<<<<
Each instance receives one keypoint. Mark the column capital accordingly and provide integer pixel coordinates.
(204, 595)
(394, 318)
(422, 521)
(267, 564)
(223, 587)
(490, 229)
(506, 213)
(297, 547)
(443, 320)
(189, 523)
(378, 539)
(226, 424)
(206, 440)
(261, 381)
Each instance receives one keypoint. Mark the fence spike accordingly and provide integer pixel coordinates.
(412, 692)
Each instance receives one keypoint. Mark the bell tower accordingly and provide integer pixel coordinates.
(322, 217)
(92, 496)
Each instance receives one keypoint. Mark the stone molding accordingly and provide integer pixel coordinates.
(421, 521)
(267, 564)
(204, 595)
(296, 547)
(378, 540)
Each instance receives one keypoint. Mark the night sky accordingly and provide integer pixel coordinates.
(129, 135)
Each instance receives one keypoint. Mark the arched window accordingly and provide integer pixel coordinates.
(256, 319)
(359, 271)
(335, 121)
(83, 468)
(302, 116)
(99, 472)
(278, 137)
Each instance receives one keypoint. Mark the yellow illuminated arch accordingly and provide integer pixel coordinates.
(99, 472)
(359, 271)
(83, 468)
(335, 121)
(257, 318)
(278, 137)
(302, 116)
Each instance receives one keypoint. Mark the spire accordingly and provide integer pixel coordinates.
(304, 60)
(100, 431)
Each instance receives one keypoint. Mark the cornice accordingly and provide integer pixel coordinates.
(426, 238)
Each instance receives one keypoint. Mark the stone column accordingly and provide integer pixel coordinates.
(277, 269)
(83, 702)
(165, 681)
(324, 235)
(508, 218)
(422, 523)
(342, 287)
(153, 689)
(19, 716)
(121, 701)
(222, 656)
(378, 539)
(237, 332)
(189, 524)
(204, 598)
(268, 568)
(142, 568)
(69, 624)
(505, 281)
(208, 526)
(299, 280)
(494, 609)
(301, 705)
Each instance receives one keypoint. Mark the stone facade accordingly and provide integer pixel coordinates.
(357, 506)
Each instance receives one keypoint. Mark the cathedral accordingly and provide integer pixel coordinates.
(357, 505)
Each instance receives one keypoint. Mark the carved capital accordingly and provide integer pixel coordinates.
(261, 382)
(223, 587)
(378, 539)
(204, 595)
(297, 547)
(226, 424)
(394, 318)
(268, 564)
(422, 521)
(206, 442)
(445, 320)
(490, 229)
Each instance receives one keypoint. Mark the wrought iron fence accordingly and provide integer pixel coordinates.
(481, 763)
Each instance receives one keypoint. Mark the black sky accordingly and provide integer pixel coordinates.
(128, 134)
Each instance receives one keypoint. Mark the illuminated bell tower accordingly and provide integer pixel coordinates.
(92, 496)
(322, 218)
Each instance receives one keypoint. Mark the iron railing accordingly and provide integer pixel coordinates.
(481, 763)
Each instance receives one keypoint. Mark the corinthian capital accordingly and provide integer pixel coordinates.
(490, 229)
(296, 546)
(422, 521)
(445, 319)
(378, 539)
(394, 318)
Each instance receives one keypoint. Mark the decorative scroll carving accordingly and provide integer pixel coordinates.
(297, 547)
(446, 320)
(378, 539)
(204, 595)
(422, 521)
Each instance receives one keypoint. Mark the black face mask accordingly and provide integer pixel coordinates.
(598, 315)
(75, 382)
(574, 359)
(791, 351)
>>>>
▸ **Task objective**
Present the lines above as a numbered list, omitting any blank lines.

▸ **Correct output**
1. Each instance receives one keypoint. Mark the column capital accordingly and provide integer pixel coordinates.
2. (204, 595)
3. (394, 318)
4. (422, 521)
5. (267, 564)
6. (223, 587)
7. (490, 229)
8. (506, 213)
9. (297, 547)
10. (443, 320)
11. (189, 523)
12. (378, 539)
13. (226, 424)
14. (206, 440)
15. (261, 381)
16. Each instance receives one keypoint. Mark the fence spike accordingly and provide integer pixel coordinates.
17. (412, 692)
18. Each instance receives one keypoint. Mark the bell tower accordingly and provide integer pixel coordinates.
19. (322, 217)
20. (92, 496)
21. Each instance receives one keypoint. Mark the stone molding accordingly and provide integer pixel coordinates.
22. (421, 521)
23. (267, 564)
24. (204, 595)
25. (296, 547)
26. (378, 540)
27. Each instance receives one keypoint. Mark the night sky accordingly and provide integer pixel coordinates.
28. (129, 135)
29. Each instance receives one keypoint. Mark the arched window accordingly and provide integer pixel coordinates.
30. (256, 319)
31. (359, 271)
32. (335, 121)
33. (83, 468)
34. (302, 116)
35. (99, 472)
36. (278, 137)
37. Each instance receives one keypoint. Mark the yellow illuminated arch accordingly and provide integer pixel coordinates.
38. (99, 472)
39. (359, 271)
40. (83, 468)
41. (335, 121)
42. (257, 318)
43. (278, 137)
44. (302, 116)
45. Each instance receives one keypoint. Mark the spire accordingly and provide integer pixel coordinates.
46. (304, 60)
47. (100, 431)
48. Each instance receives one keypoint. Mark the cornice accordingly and provide integer pixel coordinates.
49. (426, 238)
50. Each instance receives one keypoint. Mark the stone column accordingly and provide integer pixel coordinates.
51. (277, 269)
52. (83, 702)
53. (165, 681)
54. (324, 235)
55. (508, 218)
56. (422, 523)
57. (342, 287)
58. (153, 689)
59. (19, 716)
60. (121, 701)
61. (222, 656)
62. (378, 539)
63. (237, 332)
64. (189, 524)
65. (204, 598)
66. (268, 568)
67. (142, 568)
68. (69, 624)
69. (505, 281)
70. (208, 526)
71. (299, 280)
72. (494, 609)
73. (301, 705)
74. Each instance receives one keypoint. Mark the stone facade accordingly and provide integer pixel coordinates.
75. (357, 506)
76. Each instance receives one keypoint. Mark the cathedral accordingly and provide integer pixel coordinates.
77. (357, 505)
78. Each instance receives one keypoint. Mark the carved capital accordingly and provide integer pixel coordinates.
79. (261, 382)
80. (223, 587)
81. (378, 539)
82. (204, 595)
83. (297, 547)
84. (226, 424)
85. (394, 318)
86. (268, 564)
87. (422, 521)
88. (206, 442)
89. (445, 320)
90. (490, 229)
91. Each instance receives one keypoint. Mark the wrought iron fence accordingly and provide integer pixel coordinates.
92. (481, 763)
93. Each instance receives one keypoint. Mark the black sky accordingly and provide integer pixel coordinates.
94. (128, 134)
95. Each instance receives one keypoint. Mark the illuminated bell tower accordingly and provide integer pixel coordinates.
96. (92, 496)
97. (322, 218)
98. Each instance receives one keypoint. Mark the iron railing accordingly and provide integer pixel coordinates.
99. (481, 763)
100. Each instance receives one keypoint. Mark the corinthian capital accordingly and provide integer pixel coordinates.
101. (490, 229)
102. (296, 546)
103. (422, 521)
104. (445, 319)
105. (378, 539)
106. (394, 318)
107. Each instance receives one keypoint. Mark the decorative scroll carving accordingly and provide integer pixel coordinates.
108. (297, 547)
109. (446, 320)
110. (378, 539)
111. (204, 595)
112. (422, 521)
113. Each instance receives one keypoint. Mark the black face mask accordingly and provide integer pixel coordinates.
114. (598, 315)
115. (75, 382)
116. (574, 359)
117. (791, 351)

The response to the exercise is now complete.